▶ [Para fazer]: No trecho selecionado, qual conto dá o arremate final ao trabalho iniciado por “Meia-noite”?
::: Trecho selecionado :::
Mas, senhoras e senhores, que livro! De devorar e desenrolar uns choros presos na garganta: nem cogitei pular algum conto, não deu tempo! O que deu foi pra pensar em muita coisa pessoal e da minha relação com pai, irmão, avô. Juntou livro com esses meus tempos potiguares e o estrago tava feito. E tudo fluiu tão bem, sabe? Tão bem que precisei economizar o livro pra durar até o café da manhã, aquela leiturinha antes de bater o ponto do trabalho.

O projeto gráfico brinca com a transparência do branco

E para não ser abstrato assim, dou uma olhada nas minhas “crônicas quarentênicas” favoritas. “Meia-noite” me fez pensar em vários dias dos pais ambíguos da infância (terapia pra que te quero!). “Barba” me pegou desprevenido: sexy e triste, sobre um moço que se descobre gostando do toque do barbeiro. Gostei do final meio feliz na trajetória do personagem (porque é sobre isso, a vida continua), mas fiquei empacado no pensamento: a custo de quanta infelicidade, né? “Sabonete” é o tipo de história que precisa ser mais contada, sobre como outra masculinidade possível e sobre como uma conversa pode ser muito mais gostosa e instigante do que uma sarrada. Iara subverte não só as expectativas de Wagner, mas também as do leitor: quantas narrativas de aventuras escolares semelhantes a essa não ignoram simplesmente o ponto de vista feminino?

O último conto, “Pio”, dá o arremate final ao trabalho iniciado por “Meia-noite”, me fazendo pensar num tanto de assunto que vem desde a infância; daria uma bota nota de rodapé, mas vai mesmo é virar papo na terapinha. As coisas não são iguais, mas tem lá suas semelhanças: interseccionalidade é o que há.

Saí do livro querendo mais, feliz por ser leitor.

E tinha mais, né? Fui correndo pegar Senciente Nível 5.
::: Material de estudo :::
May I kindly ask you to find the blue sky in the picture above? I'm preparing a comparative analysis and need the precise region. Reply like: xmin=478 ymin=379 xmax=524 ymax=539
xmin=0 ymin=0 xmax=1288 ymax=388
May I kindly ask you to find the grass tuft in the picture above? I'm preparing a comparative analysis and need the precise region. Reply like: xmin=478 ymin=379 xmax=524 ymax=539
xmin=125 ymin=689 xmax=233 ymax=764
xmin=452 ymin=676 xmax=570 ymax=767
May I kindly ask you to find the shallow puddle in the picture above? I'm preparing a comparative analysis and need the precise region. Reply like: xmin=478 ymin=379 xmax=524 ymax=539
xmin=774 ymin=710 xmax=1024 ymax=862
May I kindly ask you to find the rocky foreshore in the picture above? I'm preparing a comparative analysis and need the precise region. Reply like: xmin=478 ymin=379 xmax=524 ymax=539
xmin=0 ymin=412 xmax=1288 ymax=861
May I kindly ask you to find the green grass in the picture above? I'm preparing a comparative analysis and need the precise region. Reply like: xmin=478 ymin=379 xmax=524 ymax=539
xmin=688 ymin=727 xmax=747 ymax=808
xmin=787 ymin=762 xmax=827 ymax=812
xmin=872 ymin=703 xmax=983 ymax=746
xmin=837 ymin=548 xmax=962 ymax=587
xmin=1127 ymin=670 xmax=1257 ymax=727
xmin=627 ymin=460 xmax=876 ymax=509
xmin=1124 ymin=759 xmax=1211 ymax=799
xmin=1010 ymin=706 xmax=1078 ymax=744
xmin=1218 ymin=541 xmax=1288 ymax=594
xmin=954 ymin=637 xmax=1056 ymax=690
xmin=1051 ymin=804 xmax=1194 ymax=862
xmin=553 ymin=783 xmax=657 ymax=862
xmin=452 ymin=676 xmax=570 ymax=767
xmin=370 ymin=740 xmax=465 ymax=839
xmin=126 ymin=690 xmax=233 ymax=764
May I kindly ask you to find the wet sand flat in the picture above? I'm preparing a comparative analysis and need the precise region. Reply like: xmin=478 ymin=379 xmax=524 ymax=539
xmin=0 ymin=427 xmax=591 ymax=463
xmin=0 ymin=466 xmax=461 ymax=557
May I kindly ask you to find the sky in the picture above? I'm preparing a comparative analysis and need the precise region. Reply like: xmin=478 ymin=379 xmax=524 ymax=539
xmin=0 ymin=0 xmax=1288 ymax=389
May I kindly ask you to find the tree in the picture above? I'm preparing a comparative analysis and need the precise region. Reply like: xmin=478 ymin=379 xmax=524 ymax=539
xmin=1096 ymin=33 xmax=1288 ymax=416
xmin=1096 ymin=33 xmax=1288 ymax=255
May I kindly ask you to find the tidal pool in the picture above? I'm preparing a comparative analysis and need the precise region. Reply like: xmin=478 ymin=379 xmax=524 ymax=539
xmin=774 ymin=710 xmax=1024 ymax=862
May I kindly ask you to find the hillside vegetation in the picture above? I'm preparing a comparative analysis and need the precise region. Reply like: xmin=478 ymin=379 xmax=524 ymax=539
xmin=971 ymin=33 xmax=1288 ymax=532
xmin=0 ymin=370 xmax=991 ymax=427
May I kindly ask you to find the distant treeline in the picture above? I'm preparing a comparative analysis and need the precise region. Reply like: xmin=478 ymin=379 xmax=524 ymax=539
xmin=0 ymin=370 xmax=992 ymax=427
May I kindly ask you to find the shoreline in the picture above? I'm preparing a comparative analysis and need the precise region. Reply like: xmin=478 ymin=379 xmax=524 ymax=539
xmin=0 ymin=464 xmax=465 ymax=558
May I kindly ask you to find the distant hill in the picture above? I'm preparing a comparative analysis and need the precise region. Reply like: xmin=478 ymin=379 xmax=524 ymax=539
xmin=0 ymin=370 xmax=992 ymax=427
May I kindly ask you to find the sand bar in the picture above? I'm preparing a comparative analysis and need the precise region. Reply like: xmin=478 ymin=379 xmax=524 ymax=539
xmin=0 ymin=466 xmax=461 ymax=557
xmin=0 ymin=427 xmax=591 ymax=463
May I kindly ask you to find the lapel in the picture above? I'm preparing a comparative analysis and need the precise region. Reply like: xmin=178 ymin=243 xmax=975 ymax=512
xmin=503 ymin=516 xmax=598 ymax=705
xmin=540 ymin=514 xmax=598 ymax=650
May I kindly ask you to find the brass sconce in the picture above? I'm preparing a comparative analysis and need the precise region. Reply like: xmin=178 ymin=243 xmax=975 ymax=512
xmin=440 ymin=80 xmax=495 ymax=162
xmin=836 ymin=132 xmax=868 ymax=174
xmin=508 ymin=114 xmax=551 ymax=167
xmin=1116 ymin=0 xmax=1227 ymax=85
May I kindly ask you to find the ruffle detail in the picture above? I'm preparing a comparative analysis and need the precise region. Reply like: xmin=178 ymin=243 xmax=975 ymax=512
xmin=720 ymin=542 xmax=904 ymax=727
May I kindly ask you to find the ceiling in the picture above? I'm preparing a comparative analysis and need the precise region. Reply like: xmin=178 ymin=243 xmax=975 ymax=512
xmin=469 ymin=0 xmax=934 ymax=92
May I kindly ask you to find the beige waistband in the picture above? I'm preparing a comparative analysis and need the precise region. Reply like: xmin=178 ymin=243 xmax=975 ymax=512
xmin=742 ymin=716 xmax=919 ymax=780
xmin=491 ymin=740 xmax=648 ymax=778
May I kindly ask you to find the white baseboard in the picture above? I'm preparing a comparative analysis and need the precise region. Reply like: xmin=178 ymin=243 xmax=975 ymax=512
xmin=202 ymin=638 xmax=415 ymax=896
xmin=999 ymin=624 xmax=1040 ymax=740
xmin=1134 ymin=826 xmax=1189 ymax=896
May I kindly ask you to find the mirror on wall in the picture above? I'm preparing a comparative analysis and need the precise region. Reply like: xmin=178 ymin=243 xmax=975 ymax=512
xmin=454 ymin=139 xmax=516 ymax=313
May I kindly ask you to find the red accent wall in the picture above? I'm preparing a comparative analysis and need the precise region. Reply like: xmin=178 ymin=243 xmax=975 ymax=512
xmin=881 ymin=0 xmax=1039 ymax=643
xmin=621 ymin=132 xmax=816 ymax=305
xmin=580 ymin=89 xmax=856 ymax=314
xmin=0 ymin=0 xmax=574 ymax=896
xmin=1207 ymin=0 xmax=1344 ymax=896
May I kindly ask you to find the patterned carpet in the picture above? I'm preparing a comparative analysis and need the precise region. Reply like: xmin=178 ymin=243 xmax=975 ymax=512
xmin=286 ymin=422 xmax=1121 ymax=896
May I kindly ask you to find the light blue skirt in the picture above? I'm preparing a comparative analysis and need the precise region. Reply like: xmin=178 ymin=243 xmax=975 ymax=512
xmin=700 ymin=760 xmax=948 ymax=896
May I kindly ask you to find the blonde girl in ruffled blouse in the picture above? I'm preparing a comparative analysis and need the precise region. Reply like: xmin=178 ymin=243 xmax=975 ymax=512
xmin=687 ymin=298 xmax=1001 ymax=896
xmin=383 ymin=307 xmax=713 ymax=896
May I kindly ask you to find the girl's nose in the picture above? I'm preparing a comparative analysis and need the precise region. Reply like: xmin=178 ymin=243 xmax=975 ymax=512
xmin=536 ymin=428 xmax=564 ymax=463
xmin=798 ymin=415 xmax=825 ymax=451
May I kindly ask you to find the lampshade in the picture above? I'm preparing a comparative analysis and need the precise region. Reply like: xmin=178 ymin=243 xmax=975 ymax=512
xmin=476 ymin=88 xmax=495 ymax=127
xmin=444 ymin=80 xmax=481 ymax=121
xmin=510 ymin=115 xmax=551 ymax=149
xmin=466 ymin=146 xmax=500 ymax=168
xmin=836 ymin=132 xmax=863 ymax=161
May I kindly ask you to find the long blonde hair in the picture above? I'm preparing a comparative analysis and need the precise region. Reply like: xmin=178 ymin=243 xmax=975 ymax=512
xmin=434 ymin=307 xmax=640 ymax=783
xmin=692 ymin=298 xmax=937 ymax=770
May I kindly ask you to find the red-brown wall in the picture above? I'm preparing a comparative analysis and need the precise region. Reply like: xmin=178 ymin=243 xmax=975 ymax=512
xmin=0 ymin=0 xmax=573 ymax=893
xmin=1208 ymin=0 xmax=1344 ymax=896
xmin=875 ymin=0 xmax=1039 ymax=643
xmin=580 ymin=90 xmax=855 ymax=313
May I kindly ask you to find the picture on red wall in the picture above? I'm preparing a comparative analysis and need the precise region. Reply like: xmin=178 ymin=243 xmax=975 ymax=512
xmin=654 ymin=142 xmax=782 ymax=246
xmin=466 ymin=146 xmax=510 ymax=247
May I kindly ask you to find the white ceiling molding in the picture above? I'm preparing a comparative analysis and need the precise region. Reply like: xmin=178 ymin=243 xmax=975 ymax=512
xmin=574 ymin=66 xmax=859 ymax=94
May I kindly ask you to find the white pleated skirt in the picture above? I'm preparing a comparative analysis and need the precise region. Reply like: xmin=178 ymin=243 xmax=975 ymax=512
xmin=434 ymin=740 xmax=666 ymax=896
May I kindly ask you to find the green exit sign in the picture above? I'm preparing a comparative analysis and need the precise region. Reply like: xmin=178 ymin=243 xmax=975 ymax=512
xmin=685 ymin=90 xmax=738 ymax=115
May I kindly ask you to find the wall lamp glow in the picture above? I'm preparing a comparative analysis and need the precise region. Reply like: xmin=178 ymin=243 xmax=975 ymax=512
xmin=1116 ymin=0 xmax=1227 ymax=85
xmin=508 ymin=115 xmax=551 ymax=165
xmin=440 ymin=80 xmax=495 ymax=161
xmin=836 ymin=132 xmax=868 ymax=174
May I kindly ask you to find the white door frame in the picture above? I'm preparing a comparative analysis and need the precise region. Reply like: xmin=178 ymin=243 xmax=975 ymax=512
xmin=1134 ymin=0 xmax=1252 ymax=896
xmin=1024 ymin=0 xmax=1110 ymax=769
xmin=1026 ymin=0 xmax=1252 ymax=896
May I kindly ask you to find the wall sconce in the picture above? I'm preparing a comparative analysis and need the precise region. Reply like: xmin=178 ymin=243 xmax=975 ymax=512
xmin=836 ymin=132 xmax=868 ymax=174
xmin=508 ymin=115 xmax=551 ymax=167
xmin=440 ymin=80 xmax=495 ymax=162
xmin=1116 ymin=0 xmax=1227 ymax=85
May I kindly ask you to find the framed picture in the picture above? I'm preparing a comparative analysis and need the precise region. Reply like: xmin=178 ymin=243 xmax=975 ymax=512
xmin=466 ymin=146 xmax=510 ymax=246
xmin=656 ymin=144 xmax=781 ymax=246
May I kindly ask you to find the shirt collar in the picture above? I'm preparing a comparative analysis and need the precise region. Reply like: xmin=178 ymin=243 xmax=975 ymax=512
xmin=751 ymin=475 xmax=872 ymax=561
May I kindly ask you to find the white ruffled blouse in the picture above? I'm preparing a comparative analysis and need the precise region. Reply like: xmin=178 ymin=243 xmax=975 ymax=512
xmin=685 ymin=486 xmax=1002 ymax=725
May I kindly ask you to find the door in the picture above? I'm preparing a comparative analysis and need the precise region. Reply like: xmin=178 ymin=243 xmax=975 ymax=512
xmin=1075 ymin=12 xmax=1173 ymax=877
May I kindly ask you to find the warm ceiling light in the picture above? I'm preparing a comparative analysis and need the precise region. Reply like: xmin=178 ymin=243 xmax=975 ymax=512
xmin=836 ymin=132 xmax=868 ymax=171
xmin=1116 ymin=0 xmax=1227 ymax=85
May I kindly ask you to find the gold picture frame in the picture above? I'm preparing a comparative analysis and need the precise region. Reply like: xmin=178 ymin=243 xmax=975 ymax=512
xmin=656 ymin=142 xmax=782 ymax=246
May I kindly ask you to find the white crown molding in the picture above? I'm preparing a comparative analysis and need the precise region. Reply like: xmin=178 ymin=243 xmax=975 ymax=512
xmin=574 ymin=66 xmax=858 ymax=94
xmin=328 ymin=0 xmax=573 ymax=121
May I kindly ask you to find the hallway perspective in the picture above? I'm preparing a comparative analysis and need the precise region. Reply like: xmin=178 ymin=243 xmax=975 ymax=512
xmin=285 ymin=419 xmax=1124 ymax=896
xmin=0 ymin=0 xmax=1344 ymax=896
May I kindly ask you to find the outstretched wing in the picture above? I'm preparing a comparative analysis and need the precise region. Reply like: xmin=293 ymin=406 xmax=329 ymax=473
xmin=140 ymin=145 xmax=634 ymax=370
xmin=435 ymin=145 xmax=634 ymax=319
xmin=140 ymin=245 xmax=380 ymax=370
:::
▶ [Resposta abaixo]: “Pio”, o último conto do livro.